**Short problem**
Without the pictures, reproduce the records that follow exactly.

**Given entries**
· · · · · · ·

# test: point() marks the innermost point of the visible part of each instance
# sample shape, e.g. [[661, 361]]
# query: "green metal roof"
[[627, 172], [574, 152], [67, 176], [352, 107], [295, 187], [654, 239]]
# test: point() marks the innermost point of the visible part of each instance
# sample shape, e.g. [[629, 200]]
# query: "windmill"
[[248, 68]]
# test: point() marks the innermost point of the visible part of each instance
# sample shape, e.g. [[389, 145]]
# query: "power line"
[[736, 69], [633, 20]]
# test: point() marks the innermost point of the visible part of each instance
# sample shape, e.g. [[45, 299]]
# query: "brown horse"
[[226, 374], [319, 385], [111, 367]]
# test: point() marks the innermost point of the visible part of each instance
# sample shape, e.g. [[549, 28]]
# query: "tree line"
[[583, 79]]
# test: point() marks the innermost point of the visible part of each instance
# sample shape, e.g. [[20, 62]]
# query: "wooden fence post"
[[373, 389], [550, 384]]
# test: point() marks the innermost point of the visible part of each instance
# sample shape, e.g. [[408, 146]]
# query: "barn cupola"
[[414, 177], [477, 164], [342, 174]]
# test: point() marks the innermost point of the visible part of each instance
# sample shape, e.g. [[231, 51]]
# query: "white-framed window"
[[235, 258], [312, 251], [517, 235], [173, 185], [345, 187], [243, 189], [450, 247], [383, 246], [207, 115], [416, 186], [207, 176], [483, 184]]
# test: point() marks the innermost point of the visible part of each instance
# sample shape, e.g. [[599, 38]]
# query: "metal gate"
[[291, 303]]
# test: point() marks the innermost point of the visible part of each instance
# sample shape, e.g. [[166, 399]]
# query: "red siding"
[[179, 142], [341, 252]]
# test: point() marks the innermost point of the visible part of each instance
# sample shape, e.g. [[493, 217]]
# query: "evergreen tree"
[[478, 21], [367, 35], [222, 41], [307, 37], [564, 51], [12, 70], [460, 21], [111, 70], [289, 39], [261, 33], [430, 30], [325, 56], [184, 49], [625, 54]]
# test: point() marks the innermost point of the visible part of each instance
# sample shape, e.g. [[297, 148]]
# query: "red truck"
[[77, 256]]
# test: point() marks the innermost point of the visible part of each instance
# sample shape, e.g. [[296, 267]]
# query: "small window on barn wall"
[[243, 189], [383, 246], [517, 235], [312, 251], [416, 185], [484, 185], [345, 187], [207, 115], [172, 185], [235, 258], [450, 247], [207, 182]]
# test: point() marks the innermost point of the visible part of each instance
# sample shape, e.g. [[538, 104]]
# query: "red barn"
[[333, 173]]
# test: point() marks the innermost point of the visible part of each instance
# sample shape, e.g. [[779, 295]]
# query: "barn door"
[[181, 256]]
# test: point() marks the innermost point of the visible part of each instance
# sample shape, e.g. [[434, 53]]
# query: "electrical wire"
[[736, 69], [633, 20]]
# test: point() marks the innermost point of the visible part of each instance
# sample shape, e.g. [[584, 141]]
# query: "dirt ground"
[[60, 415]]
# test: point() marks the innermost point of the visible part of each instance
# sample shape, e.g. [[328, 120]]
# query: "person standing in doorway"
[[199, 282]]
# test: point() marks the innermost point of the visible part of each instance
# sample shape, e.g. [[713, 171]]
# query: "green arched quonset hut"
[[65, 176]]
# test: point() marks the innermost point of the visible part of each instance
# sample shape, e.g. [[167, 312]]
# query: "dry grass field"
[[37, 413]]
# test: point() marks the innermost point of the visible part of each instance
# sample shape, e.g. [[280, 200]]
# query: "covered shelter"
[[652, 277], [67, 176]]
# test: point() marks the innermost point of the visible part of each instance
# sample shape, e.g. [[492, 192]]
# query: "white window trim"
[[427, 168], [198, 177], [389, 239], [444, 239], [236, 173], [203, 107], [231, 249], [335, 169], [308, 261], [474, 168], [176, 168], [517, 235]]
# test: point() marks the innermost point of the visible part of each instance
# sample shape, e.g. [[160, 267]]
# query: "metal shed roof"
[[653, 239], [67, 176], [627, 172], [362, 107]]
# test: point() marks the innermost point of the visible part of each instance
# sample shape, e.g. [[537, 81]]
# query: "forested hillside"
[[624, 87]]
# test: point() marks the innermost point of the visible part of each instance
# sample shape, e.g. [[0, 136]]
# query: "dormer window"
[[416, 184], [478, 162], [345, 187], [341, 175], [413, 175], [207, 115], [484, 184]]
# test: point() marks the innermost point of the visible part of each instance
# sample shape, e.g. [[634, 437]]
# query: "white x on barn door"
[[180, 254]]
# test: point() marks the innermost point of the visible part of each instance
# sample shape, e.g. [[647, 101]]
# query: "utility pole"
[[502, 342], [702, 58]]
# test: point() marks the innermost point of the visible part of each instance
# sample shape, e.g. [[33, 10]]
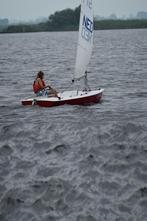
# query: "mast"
[[85, 41]]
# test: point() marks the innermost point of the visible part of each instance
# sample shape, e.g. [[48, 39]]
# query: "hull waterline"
[[85, 98]]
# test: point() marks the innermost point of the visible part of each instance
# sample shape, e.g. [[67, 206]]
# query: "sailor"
[[41, 89]]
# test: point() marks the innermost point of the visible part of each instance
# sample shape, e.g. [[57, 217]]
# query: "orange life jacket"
[[36, 86]]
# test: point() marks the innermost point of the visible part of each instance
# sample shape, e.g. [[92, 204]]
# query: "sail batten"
[[85, 41]]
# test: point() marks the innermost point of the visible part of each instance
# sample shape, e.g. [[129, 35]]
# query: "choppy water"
[[74, 163]]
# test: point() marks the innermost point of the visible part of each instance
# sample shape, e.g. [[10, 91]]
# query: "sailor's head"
[[40, 75]]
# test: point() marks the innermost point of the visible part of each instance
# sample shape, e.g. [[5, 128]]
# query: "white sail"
[[85, 42]]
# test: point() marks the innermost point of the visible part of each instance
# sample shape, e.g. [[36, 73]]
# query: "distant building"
[[142, 15]]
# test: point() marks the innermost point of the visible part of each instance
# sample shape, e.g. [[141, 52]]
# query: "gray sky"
[[32, 9]]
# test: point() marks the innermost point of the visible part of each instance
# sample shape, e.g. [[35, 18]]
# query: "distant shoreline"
[[98, 25]]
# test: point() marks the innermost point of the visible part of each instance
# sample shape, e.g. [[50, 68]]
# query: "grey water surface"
[[74, 163]]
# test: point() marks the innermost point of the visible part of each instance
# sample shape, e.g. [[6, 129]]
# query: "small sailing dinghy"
[[84, 50]]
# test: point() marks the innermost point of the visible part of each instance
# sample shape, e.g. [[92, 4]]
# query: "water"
[[72, 162]]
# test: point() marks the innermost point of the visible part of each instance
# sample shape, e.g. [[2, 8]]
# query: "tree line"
[[68, 20]]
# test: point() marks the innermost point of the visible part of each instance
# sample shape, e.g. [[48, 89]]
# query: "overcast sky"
[[32, 9]]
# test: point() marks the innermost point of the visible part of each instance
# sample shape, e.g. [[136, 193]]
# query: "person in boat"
[[41, 89]]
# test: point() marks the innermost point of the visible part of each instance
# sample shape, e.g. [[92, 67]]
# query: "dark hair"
[[40, 75]]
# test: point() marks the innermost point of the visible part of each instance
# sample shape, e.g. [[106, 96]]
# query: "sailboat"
[[84, 96]]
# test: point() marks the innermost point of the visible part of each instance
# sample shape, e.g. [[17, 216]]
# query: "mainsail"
[[85, 41]]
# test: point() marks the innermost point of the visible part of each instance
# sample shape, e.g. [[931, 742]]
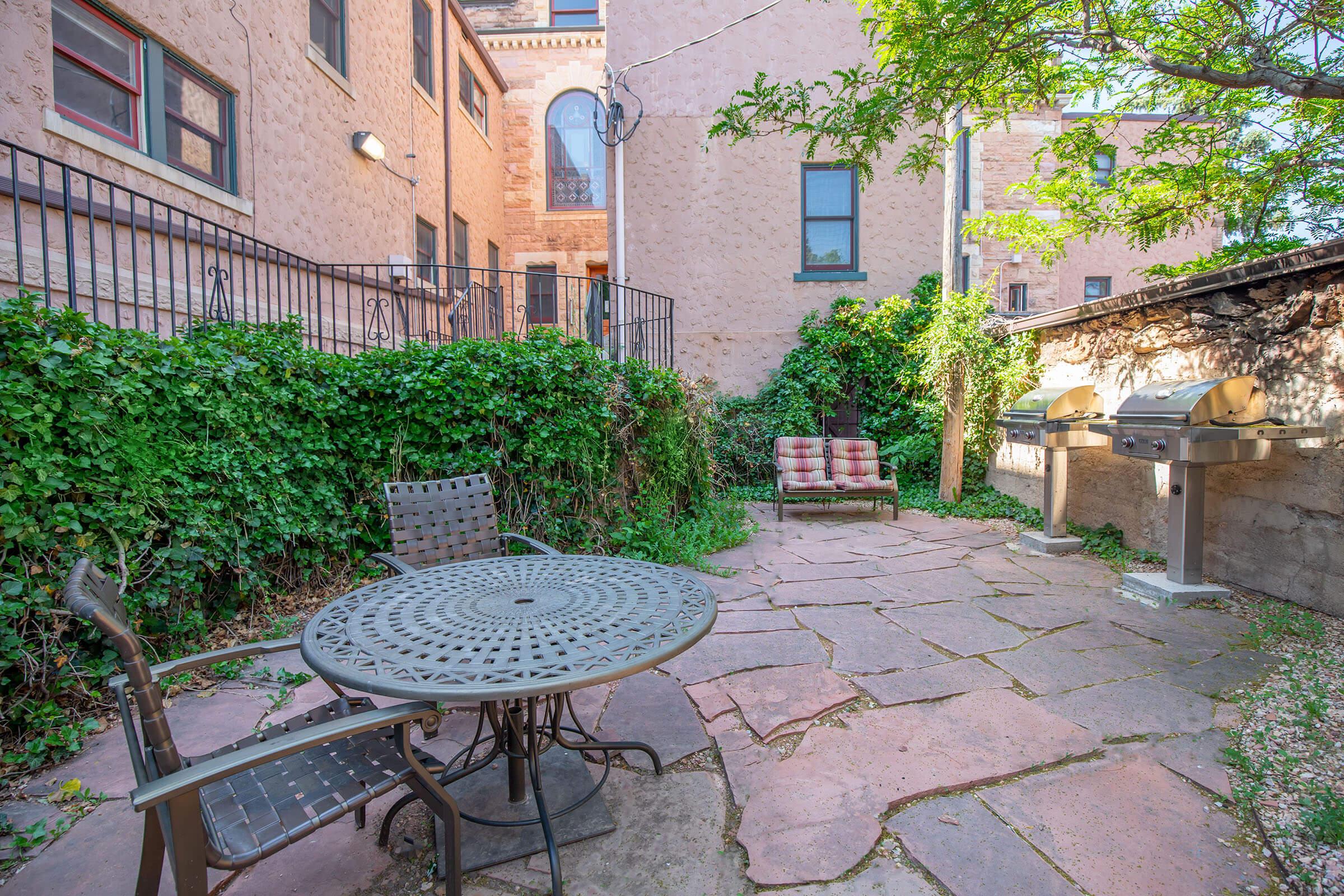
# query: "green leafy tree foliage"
[[882, 354], [1253, 93], [214, 470]]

· · · · · · ·

**Answer in full**
# test: point() marks the innermost point of the visible part of each instance
# sample shape, e.g. [[661, 361]]
# query: "green metal roof"
[[627, 172], [574, 152], [67, 176], [352, 107], [295, 187], [654, 239]]
# test: point() marks the innermost point of the visible part of each instance
# sample shape, e.g. [[629, 200]]
# query: "windmill"
[[248, 68]]
# test: point() marks the innermost point of the visible part of each instance
# sample shape, e.g. [[389, 145]]
# query: "power line"
[[736, 69], [633, 20]]
# test: point() marks the innermost point of the visible part of each instance
# sample shape, e.g. [[45, 299]]
# query: "brown horse"
[[226, 374], [319, 385], [111, 367]]
# test: point() marks the innermost point of the visible part of each instance
# sample shape, e.g. [[549, 28]]
# query: "tree line"
[[583, 79]]
# test: point() marks the innermost point of the visible part of each instance
# sample shape, e.g. [[20, 62]]
# query: "wooden fence post"
[[373, 389], [550, 384]]
# test: point() marks the innermost point of the visible part of each instance
# sample shape, e.g. [[408, 146]]
# query: "barn cupola"
[[414, 177], [477, 164], [342, 174]]
# test: point() marks the innermost point of the visible part of each instance
# sample shape, e.g. [[231, 51]]
# query: "white-framed window"
[[235, 258], [312, 251], [517, 235], [173, 185], [345, 187], [243, 189], [450, 247], [383, 246], [207, 115], [416, 186], [207, 176], [483, 184]]
# test: point() marks the innermost point of the visible part of each instance
# sample shape, e.g. [[599, 38]]
# query: "metal gate"
[[291, 303]]
# test: point() marks the innermost point of the visible part of each instance
# sample shape, e.g. [[166, 399]]
# query: "red siding"
[[179, 142], [341, 252]]
# test: point() marks the innermost point of the visible part of each instance
# sample shape, e.g. [[493, 217]]
# query: "evergreen tree"
[[478, 21], [367, 35], [222, 41], [307, 37], [564, 51], [12, 70], [460, 21], [111, 70], [289, 39], [261, 33], [430, 30], [325, 56], [184, 49], [625, 54]]
# test: point() marks the innermost point of the visible part of each instance
# sample shape, e.g. [[297, 148]]
# query: "red truck"
[[77, 256]]
# test: point() marks the innermost point of the visible part of each instance
# sample shape, e.g. [[296, 267]]
# query: "small window on barn wall"
[[243, 189], [383, 246], [517, 235], [312, 251], [416, 185], [484, 185], [345, 187], [207, 115], [172, 185], [235, 258], [450, 247], [207, 182]]
# test: point() marks the innermost point of the visible part of each instance
# sample shape, e.g. [[538, 104]]
# query: "red barn"
[[333, 173]]
# test: point() marks the innermost point of the visible part of each instance
# sample shape, e.g. [[779, 295]]
# query: "barn door"
[[181, 256]]
# test: point() marks the innermost point of the visible part of each instance
# sample shape, e.g. [[434, 53]]
# query: "electrical wire"
[[736, 69], [633, 20]]
# test: point() marks the innermost point of the visible part of each instance
# sample shape, e.g. [[584, 141]]
# query: "dirt ground"
[[60, 415]]
# test: point() marks the innermost point of the visible part of each instance
# sample shape, e.g. [[328, 120]]
# query: "person standing in doorway"
[[199, 282]]
# test: point() marks the innermost point of the visible part of each instance
# sample shape, e.g. [[713, 171]]
# query: "green arched quonset hut"
[[65, 176]]
# test: point() marks the innermost point of the visible part of each instance
# sample shape, e.g. [[167, 312]]
# query: "dry grass field"
[[37, 413]]
# test: point() marks the innermost point of the visible part of each instance
# sample shape, e.g. [[280, 200]]
# query: "covered shelter"
[[652, 277], [67, 176]]
# test: point() marks the innermost point of the visible part of each instance
# sample shape, e.g. [[492, 192]]
# query: "white window trim"
[[427, 168], [198, 177], [389, 239], [444, 239], [236, 173], [203, 107], [231, 249], [335, 169], [308, 261], [474, 168], [176, 168], [517, 235]]
# test: point() marks the innermost point of the visible part of each instance
# sample shape, e.g. [[160, 267]]
# query: "metal shed roof"
[[653, 239], [67, 176], [627, 172], [362, 107]]
# test: point() marks the innermost point of the visible part of each instance
# sample shape, e.g. [[537, 81]]
# query: "forested hillside"
[[624, 87]]
# test: point() marks the innermost point of the visible part of each instance
# sample shape, e.g. [[0, 136]]
# query: "dormer window"
[[416, 184], [478, 162], [345, 187], [341, 175], [413, 175], [207, 115], [484, 184]]
# test: point() marks the innermost point of the visible part of each instance
# sample shape, e.g. [[634, 437]]
# query: "white x on barn door"
[[180, 254]]
# test: point() marks the innermost point of the visible part of each instance
# sample shape, e.g. [[647, 101]]
# query: "utility pole"
[[502, 342], [702, 58]]
# test: point() marks the innermost point of the visible part of each instance
# sample shape, e.g. [[33, 10]]
# query: "mast"
[[85, 41]]
# test: point() marks the innermost point of the visible part of each instance
# sample shape, e.g. [[48, 39]]
# query: "hull waterline"
[[85, 98]]
# test: point() marks the innermost point of the visible part of each instance
# sample shape, e.g. [[67, 206]]
# query: "sailor"
[[41, 89]]
# test: point() marks the innermost point of the visible part of each instance
# sample shape, e.g. [[57, 217]]
# query: "orange life jacket"
[[36, 86]]
# test: point() marks the innermost point of the visible part of each instance
# sample shape, e.g. [[92, 204]]
# query: "sail batten"
[[85, 41]]
# test: point() marks the innermost point of the visible part of each instance
# sample shape, e.g. [[129, 35]]
# query: "choppy water"
[[74, 163]]
# test: point() marks the innermost point of the visible part of each instance
# sample shape, e.g. [[10, 91]]
# query: "sailor's head"
[[40, 75]]
# test: point() marks the innermost point of the visible part of each instance
# sample shape, e.g. [[5, 128]]
# query: "white sail"
[[85, 42]]
# test: point() marks the innermost point of the visible part of each instance
# sample shape, e.g. [[36, 73]]
# query: "distant building"
[[142, 15]]
# test: point() marks the innermost point of the visible part of each instance
# sample shape, e.g. [[141, 52]]
# query: "gray sky"
[[32, 9]]
# test: point() marks the innermost point of the visible part of each instance
# sample shape, e.g. [[35, 18]]
# query: "distant shoreline"
[[98, 25]]
# test: point() marks the innermost point of the visible part of each instance
# sample shape, e.g. [[50, 68]]
# query: "grey water surface"
[[74, 163]]
# test: point() marks the innermost point of the visible part of each instance
# sample shape, e.g. [[6, 129]]
# query: "small sailing dinghy"
[[84, 50]]
# test: point() marks the innermost point of the visible part of each instance
# sample shape, e.g. [[92, 4]]
# query: "water"
[[72, 162]]
# test: point() marks the innermost point of the visible part of each instance
# sample shape, e.g. [[2, 8]]
# query: "tree line"
[[68, 20]]
# test: point() marks the innermost point of the visible part of each instance
# sample shape, e.g. [[48, 89]]
# query: "overcast sky"
[[32, 9]]
# test: point() marks the innermost point of the visible part of each instance
# sample shape, e.g. [[136, 193]]
# query: "person in boat"
[[41, 89]]
# test: point() marks the innermost point of the visible part of each instance
# sample shape, e.g. [[92, 67]]
# query: "dark hair"
[[40, 75]]
# test: point() marks the innermost point of the visible part of each instance
# sample shape, e.g. [[106, 96]]
# query: "sailboat"
[[84, 96]]
# test: point() marks the innermost point of the visible part of each instance
# sample shape, e.g. [[17, 216]]
# query: "mainsail"
[[85, 41]]
# test: point() marks the innermost point of the visible part of each instance
# sample shape, e.g. [[931, 742]]
# query: "green leafy tree foliage"
[[882, 354], [1253, 93], [214, 470]]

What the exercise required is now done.